Your task is to return the span of lines beginning at the one with "Expected behaviour: for each instance of the chair" and ending at the last line of the data, exactly as it stands.

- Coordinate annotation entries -
_ _ _ _ _ _ _

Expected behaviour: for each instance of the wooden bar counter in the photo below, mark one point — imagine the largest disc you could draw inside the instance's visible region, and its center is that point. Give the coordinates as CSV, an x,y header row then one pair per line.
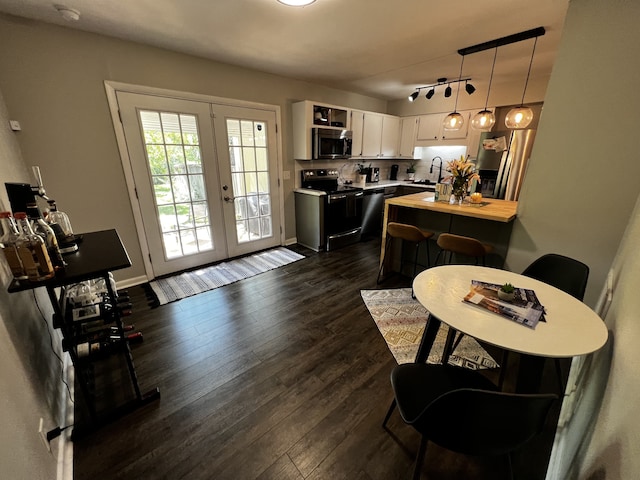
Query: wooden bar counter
x,y
490,222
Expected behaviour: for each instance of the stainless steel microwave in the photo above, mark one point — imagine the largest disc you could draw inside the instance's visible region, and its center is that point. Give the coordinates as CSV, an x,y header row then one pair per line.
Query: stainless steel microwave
x,y
331,143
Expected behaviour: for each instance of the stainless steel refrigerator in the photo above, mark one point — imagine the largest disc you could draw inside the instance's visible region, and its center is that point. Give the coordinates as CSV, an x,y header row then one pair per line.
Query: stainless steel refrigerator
x,y
502,162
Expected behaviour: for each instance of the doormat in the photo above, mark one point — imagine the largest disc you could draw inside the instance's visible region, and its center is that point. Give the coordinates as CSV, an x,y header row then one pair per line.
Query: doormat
x,y
401,320
193,282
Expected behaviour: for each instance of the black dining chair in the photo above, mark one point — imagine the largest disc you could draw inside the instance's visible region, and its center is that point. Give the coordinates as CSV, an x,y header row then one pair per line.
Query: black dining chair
x,y
564,273
462,411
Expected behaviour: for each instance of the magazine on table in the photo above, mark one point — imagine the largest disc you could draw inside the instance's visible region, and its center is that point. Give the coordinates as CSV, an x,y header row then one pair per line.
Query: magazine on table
x,y
525,308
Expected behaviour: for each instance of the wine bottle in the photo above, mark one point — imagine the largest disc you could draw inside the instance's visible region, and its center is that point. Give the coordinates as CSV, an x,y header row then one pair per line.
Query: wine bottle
x,y
32,251
8,240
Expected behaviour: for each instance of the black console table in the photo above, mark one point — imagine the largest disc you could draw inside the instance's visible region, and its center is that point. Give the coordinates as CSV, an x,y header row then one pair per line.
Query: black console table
x,y
98,254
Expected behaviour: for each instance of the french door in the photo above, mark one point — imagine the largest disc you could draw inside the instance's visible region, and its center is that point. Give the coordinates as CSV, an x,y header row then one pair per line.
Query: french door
x,y
205,177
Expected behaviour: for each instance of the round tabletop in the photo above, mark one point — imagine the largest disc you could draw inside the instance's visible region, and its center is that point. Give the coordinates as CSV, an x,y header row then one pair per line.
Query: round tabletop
x,y
571,327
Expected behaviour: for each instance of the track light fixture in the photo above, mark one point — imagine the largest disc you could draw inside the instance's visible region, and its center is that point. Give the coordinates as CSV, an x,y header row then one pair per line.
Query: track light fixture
x,y
454,121
520,117
485,119
431,89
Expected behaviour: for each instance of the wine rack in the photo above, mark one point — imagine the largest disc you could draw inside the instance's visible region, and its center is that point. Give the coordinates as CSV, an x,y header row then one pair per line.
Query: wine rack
x,y
95,336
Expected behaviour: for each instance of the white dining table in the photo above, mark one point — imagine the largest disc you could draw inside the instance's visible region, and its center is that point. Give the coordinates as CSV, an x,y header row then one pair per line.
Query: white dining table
x,y
571,327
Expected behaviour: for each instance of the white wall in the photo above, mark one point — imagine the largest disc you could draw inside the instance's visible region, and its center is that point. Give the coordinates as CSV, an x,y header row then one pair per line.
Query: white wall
x,y
53,81
29,374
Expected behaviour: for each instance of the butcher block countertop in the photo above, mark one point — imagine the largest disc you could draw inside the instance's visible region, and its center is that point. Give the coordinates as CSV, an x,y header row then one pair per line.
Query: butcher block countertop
x,y
490,209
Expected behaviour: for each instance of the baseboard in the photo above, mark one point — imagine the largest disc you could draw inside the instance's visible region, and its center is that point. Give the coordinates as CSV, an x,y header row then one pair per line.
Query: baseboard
x,y
65,445
131,282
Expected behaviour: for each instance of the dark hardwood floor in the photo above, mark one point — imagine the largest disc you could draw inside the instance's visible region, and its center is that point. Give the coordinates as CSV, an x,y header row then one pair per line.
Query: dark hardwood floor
x,y
280,376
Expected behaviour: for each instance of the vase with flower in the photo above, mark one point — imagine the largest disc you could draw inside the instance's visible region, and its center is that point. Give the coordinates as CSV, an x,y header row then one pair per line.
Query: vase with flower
x,y
461,174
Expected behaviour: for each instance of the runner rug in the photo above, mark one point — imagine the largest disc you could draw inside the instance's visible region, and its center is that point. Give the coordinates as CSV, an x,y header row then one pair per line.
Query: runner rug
x,y
193,282
401,320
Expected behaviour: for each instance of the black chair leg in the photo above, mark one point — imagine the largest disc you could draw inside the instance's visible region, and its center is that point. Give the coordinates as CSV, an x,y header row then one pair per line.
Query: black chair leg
x,y
420,458
386,248
559,375
392,407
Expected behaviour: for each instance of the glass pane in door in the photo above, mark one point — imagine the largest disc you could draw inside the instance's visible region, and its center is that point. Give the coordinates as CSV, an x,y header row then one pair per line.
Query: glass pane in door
x,y
174,157
247,142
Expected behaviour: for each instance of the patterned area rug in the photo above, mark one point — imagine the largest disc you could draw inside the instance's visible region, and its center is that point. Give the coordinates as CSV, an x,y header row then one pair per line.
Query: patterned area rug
x,y
401,321
191,283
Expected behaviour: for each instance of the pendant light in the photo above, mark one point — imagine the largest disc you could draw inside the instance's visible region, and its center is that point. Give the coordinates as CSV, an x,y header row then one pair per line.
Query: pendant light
x,y
454,121
520,117
485,119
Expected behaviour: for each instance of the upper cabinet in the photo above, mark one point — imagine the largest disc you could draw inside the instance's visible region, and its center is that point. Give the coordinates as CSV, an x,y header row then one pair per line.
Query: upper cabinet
x,y
307,115
408,132
375,135
430,128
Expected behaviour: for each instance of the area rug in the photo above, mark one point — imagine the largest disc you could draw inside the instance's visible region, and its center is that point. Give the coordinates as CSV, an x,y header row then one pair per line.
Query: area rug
x,y
401,320
193,282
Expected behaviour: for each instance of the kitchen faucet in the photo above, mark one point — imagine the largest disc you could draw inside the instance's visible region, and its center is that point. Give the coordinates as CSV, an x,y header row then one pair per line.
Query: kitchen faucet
x,y
440,171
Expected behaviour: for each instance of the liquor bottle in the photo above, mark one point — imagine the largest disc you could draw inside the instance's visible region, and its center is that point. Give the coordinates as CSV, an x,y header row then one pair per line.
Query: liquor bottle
x,y
59,218
8,240
42,228
32,251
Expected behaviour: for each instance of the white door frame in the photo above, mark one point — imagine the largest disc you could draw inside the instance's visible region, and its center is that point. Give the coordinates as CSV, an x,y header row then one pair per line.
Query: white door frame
x,y
112,87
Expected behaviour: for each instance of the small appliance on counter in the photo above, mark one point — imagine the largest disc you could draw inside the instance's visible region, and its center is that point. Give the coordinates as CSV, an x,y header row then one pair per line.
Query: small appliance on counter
x,y
373,175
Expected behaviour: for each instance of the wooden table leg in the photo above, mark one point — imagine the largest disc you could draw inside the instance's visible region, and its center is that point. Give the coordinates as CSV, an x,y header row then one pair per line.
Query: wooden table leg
x,y
428,337
390,215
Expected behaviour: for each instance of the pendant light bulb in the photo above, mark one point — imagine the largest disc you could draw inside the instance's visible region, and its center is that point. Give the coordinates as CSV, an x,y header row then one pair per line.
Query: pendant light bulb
x,y
520,117
454,120
485,119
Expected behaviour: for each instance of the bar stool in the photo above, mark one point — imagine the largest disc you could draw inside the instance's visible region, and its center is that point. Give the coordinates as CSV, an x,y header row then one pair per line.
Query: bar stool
x,y
409,233
469,247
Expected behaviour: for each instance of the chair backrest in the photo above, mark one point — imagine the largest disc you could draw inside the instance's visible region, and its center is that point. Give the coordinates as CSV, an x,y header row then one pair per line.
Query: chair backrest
x,y
562,272
410,233
462,245
482,422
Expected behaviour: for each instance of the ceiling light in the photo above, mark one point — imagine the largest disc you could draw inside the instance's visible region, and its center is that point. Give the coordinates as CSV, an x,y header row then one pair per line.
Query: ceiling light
x,y
485,119
69,14
520,117
454,120
297,3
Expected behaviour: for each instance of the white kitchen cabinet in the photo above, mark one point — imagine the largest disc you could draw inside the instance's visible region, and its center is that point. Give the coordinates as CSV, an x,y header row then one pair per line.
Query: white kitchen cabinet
x,y
430,129
357,127
473,137
375,135
390,139
408,132
372,135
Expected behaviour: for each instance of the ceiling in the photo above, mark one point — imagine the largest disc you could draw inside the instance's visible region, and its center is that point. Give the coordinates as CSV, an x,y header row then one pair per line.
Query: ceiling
x,y
380,48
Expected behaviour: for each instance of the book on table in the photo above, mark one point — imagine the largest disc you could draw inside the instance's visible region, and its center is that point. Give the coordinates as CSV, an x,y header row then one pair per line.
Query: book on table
x,y
525,308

_ _ _ _ _ _ _

- Task answer -
Expected behaviour: for each instance of the chair backrest in the photo above, mark one point — imagine the largest disc you could draw inside the instance's visible region, and its center is that point. Give the coordinates as CSV, an x,y header row then one pair per line.
Query: chair backrest
x,y
562,272
410,233
462,245
482,422
Expected behaviour: for each instance of the ceiling light in the photo above, mark one point — imagine the largest disc you could draw inside the instance's visible region, and its center is that point. Give the coordinates as CSV, an x,y header row then one pair per line.
Query: ceiling light
x,y
485,119
69,14
520,117
454,120
297,3
Expected behaviour: for each instance of the white kitchen cabinet in the photo above, mark one point — imagine the largest disc you could draw inside the instance's visible region, and its center is that point. Give the coordinates as CSV, an x,y header row then one pair per line.
Query: white kitchen cabinet
x,y
430,129
357,127
473,137
375,135
390,139
408,132
372,135
Expected behaviour: for each instance of the ceiling in the photo above, mark one point — imagine the largest disc you could draw inside the instance's visible region, and its center is that point. Give the coordinates as CSV, an x,y header row then one pair per line.
Query: ceiling
x,y
380,48
Expected behaviour: for each instance of the book on table in the photo above, mark one point — imagine the largest disc you could draw inside the instance's visible region, and its center is that point. Give the coordinates as CSV, an x,y header row then one pair per line.
Query: book on table
x,y
525,308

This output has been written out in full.